Task statement: Pick out each line below that contains the word "water", and copy those lines in full.

Extracted material:
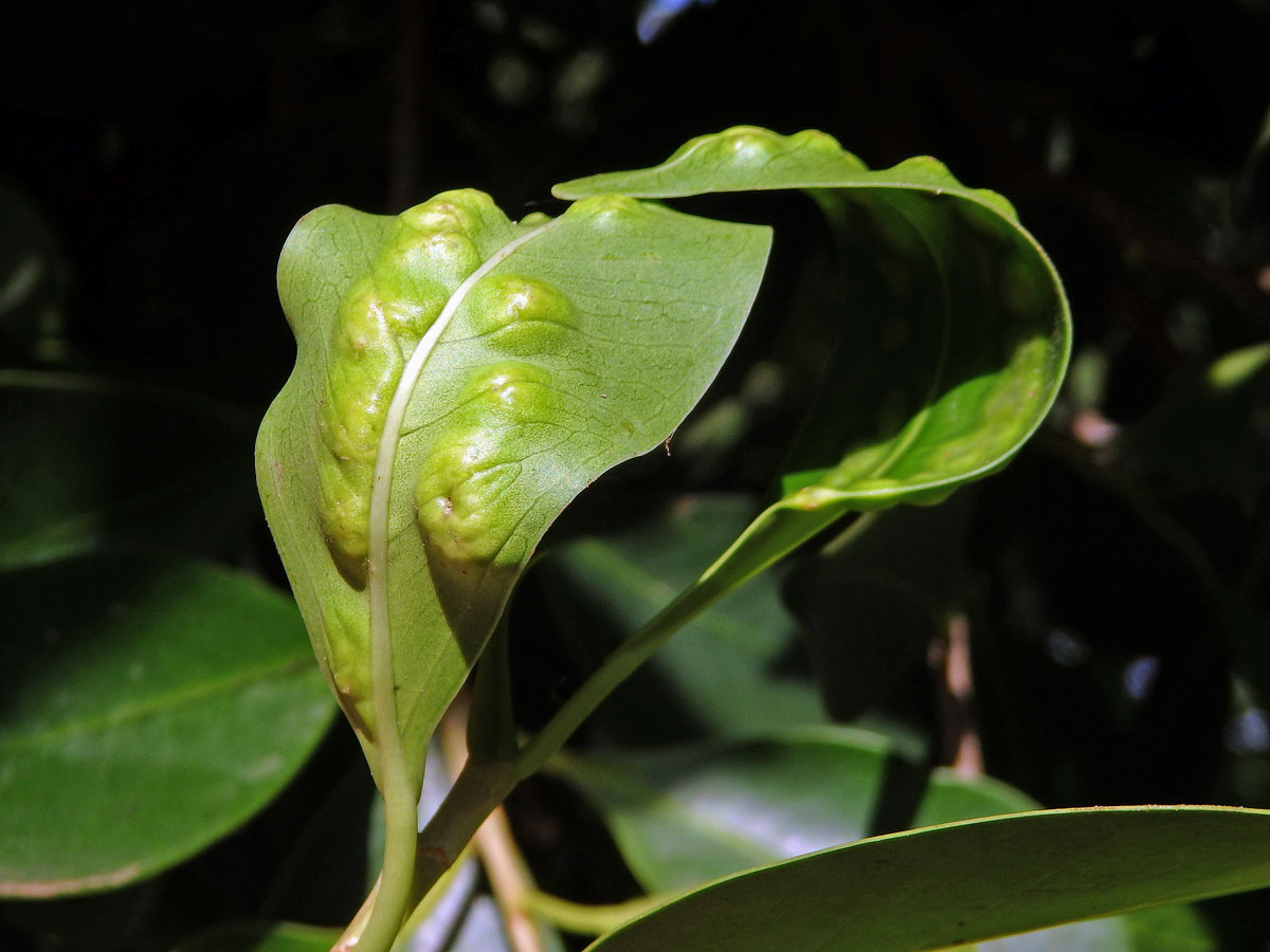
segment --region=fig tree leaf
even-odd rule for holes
...
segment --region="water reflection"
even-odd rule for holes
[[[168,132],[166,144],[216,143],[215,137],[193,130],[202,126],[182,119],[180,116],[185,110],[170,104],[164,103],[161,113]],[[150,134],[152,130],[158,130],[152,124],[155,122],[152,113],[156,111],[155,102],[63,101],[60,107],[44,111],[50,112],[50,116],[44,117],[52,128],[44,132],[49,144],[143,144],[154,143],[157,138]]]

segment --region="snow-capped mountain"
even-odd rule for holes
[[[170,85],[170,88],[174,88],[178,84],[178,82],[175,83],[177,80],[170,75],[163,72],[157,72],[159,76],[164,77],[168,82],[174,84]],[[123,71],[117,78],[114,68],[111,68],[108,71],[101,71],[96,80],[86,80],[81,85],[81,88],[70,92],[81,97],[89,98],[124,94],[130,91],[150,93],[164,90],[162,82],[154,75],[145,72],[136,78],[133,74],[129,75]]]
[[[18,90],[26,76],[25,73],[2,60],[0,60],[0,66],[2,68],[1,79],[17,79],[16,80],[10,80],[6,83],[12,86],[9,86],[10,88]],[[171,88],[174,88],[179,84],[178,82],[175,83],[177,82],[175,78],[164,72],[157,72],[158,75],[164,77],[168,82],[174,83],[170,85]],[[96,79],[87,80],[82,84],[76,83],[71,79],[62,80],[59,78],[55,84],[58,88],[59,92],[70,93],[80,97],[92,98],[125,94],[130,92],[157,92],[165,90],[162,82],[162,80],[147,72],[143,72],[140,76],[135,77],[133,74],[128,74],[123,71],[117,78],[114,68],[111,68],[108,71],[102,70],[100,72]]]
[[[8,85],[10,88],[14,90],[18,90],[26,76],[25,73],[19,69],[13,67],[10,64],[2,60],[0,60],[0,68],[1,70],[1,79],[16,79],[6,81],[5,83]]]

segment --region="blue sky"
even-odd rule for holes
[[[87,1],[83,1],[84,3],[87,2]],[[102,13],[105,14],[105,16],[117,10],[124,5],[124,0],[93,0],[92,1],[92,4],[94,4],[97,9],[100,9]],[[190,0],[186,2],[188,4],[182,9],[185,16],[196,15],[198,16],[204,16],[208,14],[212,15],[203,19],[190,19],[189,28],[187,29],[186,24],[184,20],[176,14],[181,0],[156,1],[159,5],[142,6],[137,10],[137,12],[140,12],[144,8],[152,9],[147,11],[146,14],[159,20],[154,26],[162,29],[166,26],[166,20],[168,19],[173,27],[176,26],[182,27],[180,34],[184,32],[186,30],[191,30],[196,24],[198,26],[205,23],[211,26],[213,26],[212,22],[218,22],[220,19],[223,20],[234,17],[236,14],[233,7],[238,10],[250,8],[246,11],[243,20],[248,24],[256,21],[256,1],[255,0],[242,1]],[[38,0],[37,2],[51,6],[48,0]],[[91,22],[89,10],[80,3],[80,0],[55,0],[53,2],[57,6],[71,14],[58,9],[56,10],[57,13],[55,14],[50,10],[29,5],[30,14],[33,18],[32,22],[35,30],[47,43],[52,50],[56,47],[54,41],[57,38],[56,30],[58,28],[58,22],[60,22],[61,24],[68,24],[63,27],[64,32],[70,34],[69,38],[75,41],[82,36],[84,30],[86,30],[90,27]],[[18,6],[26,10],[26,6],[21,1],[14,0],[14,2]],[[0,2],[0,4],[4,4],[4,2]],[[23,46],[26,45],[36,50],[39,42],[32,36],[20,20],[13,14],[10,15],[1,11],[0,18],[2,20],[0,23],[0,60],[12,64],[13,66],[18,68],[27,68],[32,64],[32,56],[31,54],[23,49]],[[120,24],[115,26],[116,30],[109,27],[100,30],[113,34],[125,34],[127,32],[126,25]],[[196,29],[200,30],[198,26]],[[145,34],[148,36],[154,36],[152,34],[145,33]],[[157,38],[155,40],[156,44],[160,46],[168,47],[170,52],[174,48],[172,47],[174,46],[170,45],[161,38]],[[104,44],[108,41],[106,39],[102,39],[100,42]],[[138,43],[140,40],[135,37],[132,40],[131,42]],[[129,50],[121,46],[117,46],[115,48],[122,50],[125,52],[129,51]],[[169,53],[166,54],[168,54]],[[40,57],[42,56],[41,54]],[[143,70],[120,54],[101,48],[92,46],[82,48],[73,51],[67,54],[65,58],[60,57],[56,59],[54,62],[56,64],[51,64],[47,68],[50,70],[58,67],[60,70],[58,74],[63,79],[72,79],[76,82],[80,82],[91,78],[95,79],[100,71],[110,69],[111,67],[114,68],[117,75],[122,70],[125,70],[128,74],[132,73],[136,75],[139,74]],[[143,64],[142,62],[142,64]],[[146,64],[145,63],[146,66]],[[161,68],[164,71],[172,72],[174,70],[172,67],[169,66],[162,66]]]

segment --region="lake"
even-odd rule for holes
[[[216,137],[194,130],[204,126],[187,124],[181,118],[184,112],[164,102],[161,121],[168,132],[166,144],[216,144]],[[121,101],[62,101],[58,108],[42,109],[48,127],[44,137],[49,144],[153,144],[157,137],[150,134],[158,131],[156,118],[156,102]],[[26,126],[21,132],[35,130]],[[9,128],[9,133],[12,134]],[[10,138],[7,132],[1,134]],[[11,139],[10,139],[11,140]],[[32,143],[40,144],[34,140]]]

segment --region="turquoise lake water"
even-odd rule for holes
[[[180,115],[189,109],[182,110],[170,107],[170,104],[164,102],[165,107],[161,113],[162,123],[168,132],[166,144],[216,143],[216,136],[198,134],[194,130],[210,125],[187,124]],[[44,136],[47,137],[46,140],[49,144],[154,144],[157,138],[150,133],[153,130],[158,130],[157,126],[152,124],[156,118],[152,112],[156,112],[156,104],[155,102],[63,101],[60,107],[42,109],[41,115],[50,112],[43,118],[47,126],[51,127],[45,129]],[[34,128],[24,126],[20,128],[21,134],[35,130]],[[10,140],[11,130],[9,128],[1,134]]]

Final answer:
segment --region="water reflection"
segment --region="turquoise lake water"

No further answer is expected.